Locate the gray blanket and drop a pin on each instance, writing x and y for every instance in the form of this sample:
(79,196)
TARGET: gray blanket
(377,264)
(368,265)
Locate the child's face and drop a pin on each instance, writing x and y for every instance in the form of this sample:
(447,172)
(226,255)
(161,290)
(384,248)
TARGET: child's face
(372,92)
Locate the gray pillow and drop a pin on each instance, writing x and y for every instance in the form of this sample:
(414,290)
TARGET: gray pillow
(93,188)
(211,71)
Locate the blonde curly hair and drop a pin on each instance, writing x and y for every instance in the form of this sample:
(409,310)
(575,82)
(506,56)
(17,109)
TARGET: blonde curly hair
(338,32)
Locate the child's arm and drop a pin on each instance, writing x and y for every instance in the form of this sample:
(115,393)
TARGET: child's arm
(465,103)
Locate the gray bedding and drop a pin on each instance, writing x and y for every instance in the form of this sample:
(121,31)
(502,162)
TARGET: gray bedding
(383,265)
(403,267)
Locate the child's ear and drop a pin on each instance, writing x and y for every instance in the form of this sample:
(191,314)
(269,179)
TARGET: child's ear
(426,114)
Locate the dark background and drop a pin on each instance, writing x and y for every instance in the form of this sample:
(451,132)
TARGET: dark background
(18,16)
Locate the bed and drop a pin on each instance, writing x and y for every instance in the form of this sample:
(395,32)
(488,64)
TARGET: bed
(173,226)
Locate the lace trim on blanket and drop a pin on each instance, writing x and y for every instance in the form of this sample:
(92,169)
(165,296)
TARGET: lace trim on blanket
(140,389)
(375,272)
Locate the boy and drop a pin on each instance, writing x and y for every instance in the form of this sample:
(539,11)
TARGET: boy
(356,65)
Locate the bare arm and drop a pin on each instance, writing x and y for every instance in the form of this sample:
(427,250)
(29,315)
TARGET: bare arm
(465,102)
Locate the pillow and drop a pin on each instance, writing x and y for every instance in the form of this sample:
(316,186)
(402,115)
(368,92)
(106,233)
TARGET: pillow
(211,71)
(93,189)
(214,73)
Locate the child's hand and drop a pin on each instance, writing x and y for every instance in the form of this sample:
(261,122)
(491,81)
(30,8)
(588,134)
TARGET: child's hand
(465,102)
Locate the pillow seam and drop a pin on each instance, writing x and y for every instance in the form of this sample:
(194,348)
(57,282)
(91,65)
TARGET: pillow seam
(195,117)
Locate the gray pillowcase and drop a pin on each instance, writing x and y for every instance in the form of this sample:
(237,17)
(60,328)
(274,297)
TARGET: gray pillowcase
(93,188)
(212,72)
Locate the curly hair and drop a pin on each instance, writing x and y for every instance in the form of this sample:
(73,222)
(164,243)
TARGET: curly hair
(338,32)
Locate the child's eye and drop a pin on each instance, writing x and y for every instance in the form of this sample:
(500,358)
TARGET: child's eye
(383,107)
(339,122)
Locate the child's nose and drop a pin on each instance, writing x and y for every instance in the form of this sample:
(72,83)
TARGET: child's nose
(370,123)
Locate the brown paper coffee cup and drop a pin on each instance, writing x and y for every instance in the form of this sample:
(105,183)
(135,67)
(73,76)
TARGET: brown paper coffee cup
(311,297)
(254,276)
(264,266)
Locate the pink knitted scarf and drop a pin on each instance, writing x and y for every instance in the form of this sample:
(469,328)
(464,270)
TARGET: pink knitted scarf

============

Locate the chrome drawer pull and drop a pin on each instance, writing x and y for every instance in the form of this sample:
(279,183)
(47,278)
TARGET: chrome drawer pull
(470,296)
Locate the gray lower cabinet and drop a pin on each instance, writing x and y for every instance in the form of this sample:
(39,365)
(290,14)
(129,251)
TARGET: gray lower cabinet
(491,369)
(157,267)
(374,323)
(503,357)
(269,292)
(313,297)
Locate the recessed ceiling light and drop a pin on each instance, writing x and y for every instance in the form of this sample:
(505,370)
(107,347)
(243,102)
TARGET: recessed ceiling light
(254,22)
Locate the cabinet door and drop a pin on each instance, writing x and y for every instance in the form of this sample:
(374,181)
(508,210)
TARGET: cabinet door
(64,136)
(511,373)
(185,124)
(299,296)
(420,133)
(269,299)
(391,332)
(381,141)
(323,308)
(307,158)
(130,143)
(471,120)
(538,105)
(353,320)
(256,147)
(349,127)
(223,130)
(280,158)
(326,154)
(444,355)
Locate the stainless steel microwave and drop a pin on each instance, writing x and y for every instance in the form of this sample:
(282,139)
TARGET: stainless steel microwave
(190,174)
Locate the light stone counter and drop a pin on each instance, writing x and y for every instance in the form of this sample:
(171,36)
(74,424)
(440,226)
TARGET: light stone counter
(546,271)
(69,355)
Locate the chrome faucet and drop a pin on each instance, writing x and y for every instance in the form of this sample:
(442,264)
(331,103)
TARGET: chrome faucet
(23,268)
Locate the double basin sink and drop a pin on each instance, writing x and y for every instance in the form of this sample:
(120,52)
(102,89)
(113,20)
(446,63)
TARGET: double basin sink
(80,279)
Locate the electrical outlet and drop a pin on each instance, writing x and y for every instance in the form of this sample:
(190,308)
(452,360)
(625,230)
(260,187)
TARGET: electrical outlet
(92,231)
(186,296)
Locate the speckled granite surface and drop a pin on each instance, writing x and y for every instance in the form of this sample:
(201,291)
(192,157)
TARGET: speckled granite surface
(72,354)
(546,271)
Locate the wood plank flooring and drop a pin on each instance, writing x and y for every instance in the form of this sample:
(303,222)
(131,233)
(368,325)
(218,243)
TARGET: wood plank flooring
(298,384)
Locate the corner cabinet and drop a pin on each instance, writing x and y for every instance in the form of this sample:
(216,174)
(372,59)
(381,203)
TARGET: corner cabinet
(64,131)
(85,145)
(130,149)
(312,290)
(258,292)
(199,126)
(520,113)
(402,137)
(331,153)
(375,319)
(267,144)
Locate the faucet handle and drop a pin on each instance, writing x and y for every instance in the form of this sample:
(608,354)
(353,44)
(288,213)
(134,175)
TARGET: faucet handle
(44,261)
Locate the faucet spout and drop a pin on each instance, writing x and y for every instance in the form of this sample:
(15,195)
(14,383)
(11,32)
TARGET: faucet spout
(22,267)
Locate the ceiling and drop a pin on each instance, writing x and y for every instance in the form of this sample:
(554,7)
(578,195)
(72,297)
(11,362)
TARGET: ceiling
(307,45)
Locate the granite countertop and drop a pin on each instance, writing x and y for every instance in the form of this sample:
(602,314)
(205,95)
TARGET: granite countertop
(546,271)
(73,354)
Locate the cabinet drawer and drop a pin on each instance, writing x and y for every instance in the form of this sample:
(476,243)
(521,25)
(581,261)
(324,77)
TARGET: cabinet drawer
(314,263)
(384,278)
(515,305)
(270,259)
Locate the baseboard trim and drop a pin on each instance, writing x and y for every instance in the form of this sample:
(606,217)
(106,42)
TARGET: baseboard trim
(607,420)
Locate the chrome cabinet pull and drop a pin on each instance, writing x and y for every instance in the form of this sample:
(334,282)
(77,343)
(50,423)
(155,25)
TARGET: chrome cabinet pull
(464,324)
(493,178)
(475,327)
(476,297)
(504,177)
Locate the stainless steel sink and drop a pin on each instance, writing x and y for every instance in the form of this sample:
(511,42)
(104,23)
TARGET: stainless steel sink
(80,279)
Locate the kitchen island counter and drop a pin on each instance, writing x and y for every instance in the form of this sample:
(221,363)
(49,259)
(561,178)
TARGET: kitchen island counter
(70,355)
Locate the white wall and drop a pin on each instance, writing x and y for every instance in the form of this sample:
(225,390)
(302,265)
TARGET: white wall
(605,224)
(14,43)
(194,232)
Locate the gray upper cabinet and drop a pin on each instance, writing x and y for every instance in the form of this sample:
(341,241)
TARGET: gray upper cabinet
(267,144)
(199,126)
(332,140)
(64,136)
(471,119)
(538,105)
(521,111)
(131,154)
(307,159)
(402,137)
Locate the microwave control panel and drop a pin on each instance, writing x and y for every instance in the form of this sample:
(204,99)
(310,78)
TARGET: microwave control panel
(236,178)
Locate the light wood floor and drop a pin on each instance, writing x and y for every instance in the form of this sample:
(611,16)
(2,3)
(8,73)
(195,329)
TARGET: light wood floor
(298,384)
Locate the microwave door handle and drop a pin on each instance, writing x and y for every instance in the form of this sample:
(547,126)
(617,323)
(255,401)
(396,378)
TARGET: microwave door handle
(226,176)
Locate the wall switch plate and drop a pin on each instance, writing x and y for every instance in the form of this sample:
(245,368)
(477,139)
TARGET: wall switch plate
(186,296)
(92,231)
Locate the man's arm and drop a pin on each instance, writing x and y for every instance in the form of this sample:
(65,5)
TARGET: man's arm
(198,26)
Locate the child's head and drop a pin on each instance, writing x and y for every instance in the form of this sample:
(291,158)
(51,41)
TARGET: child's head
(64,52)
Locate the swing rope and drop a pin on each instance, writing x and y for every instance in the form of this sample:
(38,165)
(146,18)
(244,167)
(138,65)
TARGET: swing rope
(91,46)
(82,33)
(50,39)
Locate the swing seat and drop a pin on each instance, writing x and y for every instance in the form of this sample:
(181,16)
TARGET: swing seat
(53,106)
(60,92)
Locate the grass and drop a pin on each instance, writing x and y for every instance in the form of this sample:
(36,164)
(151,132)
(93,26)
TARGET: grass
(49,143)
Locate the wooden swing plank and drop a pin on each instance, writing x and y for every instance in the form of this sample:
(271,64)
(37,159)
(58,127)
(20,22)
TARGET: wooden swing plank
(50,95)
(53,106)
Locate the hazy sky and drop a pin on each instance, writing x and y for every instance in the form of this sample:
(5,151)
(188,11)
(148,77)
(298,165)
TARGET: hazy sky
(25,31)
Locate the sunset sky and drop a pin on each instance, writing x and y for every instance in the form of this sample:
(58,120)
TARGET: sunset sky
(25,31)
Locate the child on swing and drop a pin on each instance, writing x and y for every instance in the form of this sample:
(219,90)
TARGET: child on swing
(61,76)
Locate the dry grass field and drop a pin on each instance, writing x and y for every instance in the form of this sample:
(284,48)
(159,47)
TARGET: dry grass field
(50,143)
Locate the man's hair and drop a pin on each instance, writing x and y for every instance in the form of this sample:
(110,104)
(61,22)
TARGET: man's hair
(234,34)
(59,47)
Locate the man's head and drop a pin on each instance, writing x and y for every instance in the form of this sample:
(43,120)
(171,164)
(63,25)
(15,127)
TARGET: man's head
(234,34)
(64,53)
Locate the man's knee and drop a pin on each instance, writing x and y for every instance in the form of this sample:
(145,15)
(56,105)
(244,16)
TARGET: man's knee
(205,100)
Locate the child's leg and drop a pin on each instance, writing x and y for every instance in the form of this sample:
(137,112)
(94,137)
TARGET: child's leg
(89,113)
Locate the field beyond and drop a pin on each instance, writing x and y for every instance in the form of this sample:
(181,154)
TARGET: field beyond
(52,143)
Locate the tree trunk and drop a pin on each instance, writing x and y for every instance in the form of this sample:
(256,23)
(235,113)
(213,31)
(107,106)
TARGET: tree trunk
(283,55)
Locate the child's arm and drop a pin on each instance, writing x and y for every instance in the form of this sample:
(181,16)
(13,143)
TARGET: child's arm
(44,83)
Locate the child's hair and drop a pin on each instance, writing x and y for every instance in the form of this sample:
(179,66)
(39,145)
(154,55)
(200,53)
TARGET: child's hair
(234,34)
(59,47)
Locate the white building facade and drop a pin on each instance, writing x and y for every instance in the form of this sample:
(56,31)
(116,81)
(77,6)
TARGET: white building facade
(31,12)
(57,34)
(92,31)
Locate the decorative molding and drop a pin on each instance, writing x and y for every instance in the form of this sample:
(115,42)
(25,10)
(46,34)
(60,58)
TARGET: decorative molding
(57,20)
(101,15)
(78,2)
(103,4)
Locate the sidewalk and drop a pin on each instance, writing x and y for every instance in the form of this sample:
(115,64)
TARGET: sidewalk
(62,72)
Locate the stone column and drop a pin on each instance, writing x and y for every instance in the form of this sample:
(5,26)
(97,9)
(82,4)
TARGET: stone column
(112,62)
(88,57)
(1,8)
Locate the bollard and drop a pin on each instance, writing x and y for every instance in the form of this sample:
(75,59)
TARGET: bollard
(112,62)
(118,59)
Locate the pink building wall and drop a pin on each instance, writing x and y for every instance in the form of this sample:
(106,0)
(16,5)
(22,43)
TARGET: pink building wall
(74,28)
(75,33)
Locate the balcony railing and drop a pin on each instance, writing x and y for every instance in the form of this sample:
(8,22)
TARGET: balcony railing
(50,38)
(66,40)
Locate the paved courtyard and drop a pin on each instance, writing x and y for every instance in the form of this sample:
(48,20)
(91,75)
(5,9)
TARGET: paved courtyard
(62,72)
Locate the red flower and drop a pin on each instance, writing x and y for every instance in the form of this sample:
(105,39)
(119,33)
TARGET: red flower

============

**Task brief**
Only the count is wanted: report how many lines of the material above hold the word "flower".

**Answer to this problem**
2